> [LISTED RECORDS]
# # #

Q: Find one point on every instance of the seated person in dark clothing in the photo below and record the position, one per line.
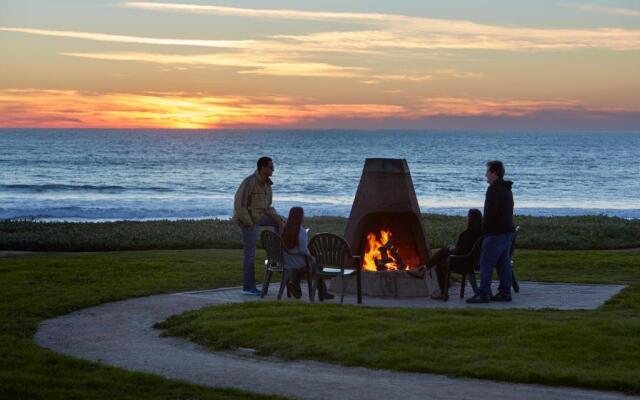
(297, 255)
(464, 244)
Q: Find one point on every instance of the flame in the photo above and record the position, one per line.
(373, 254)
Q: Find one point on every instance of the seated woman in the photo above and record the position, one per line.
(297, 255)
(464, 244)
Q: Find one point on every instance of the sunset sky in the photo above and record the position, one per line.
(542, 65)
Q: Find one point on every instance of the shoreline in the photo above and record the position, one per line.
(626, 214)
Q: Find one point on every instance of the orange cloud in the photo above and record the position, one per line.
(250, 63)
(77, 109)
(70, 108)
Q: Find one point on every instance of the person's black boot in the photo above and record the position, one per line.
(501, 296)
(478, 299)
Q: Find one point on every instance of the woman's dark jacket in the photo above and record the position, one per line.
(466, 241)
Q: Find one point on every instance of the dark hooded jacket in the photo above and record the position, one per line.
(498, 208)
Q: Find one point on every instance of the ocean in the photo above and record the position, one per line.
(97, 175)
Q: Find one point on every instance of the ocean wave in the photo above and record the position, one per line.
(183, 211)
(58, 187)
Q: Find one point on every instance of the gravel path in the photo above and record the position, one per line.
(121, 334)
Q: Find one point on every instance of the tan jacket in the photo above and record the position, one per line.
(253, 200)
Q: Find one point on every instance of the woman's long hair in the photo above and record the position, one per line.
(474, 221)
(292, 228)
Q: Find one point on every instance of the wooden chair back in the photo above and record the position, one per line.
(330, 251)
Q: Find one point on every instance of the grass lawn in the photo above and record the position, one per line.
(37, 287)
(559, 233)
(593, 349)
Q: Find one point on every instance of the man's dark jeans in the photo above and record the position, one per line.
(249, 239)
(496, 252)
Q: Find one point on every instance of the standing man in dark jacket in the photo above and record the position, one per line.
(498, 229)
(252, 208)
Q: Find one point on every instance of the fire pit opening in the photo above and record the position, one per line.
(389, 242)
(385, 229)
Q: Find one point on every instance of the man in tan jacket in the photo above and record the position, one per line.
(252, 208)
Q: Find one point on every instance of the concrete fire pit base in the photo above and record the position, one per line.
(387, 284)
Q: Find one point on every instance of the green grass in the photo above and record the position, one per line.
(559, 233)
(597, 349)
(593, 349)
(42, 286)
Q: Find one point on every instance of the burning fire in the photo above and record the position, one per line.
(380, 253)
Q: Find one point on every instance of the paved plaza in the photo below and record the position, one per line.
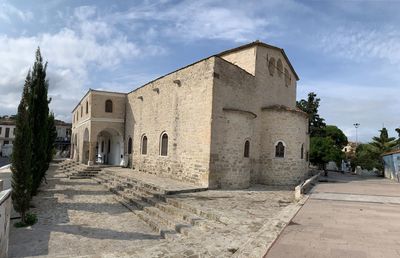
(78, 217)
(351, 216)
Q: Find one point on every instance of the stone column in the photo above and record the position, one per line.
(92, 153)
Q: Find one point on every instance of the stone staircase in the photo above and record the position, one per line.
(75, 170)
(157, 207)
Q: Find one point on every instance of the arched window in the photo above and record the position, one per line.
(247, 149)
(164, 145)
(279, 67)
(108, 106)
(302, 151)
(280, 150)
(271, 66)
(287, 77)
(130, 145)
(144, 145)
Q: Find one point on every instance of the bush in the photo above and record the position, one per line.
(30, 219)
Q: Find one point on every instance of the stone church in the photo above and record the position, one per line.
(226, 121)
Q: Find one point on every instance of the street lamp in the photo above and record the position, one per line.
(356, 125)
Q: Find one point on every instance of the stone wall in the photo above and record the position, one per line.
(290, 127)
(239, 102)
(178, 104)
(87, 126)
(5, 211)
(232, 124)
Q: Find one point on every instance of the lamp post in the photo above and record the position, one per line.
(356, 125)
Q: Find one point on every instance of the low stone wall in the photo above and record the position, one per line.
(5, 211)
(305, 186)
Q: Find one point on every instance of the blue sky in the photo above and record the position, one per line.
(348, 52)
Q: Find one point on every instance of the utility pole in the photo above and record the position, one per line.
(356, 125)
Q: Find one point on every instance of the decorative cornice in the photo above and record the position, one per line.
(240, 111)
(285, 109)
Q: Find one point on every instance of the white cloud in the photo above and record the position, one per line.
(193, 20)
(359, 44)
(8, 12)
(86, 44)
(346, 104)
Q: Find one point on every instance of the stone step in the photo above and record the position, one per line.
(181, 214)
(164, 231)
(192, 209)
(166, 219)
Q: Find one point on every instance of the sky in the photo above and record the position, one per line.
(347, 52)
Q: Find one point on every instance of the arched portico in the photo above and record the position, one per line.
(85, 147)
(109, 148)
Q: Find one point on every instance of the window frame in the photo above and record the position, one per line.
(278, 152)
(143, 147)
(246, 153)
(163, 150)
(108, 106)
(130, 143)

# # #

> [WHAT YOU HAVE TO DO]
Can you rewrite the stretch from the line containing "Q: Find one point on every instance of the stone step" through the last line above, keeping every line, and move each coordinate by adding 119 to both of its numbers?

> [RESULT OF THIS EXERCISE]
Q: Find one point on every instance of the stone step in the photo above and record the position, one per line.
(300, 333)
(283, 350)
(311, 328)
(285, 338)
Q: Find one point on every instance of the sky in the photo above and record the position, one per line.
(466, 171)
Q: Find one point on every instance of the arched portico in the photo above and record the position, one per line.
(204, 266)
(228, 267)
Q: Find one point on every instance of the window frame in the photo above and record the position, one per line.
(397, 271)
(262, 266)
(365, 272)
(282, 269)
(227, 225)
(249, 262)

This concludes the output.